**** Listed records ****

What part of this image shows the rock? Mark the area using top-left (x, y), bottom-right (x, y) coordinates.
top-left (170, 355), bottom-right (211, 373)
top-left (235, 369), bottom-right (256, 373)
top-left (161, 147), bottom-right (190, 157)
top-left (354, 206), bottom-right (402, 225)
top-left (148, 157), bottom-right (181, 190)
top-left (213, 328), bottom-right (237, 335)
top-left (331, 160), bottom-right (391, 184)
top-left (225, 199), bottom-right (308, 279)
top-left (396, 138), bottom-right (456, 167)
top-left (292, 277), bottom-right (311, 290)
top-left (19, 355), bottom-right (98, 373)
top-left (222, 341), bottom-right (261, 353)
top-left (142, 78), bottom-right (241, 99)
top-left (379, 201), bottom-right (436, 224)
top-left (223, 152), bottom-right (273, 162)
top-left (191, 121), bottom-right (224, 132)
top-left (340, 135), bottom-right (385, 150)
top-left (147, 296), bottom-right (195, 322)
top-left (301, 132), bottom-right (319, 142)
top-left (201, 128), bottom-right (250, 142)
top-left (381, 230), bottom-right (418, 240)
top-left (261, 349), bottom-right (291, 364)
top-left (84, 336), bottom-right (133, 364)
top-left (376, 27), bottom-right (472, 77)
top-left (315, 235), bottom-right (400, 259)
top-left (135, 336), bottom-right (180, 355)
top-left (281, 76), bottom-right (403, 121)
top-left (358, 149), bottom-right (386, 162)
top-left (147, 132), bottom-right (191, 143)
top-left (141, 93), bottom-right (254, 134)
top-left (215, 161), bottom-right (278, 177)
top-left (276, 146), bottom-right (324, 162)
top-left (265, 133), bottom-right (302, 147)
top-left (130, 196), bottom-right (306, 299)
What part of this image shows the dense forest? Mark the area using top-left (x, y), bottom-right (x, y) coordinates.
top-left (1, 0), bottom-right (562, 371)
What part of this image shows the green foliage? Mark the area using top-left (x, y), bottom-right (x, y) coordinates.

****

## Assignment
What is needed is an exact copy of every entry above.

## Response to this exercise
What part of this image shows the rock? Mark the area using top-left (x, y), bottom-right (x, y) coordinates.
top-left (170, 355), bottom-right (211, 373)
top-left (235, 369), bottom-right (256, 373)
top-left (161, 147), bottom-right (190, 157)
top-left (354, 206), bottom-right (402, 225)
top-left (148, 157), bottom-right (181, 190)
top-left (213, 328), bottom-right (237, 335)
top-left (331, 160), bottom-right (391, 184)
top-left (225, 199), bottom-right (308, 279)
top-left (396, 138), bottom-right (456, 167)
top-left (292, 277), bottom-right (311, 290)
top-left (19, 355), bottom-right (98, 373)
top-left (222, 341), bottom-right (261, 353)
top-left (142, 78), bottom-right (241, 99)
top-left (379, 201), bottom-right (436, 224)
top-left (223, 152), bottom-right (273, 162)
top-left (191, 121), bottom-right (224, 132)
top-left (340, 135), bottom-right (385, 150)
top-left (147, 296), bottom-right (195, 322)
top-left (301, 132), bottom-right (319, 142)
top-left (201, 128), bottom-right (250, 142)
top-left (381, 230), bottom-right (418, 240)
top-left (261, 349), bottom-right (291, 364)
top-left (84, 336), bottom-right (133, 364)
top-left (376, 27), bottom-right (472, 77)
top-left (315, 235), bottom-right (400, 259)
top-left (135, 336), bottom-right (180, 355)
top-left (281, 76), bottom-right (403, 121)
top-left (358, 149), bottom-right (386, 162)
top-left (147, 132), bottom-right (191, 143)
top-left (141, 93), bottom-right (254, 134)
top-left (215, 161), bottom-right (278, 177)
top-left (276, 146), bottom-right (324, 162)
top-left (265, 133), bottom-right (302, 147)
top-left (130, 196), bottom-right (306, 299)
What part of this image shows the dense forest? Mark the area using top-left (x, y), bottom-right (x, y) coordinates.
top-left (1, 0), bottom-right (562, 371)
What part of this image shows the green foliage? Mark the area using top-left (x, y), bottom-right (x, y) coordinates.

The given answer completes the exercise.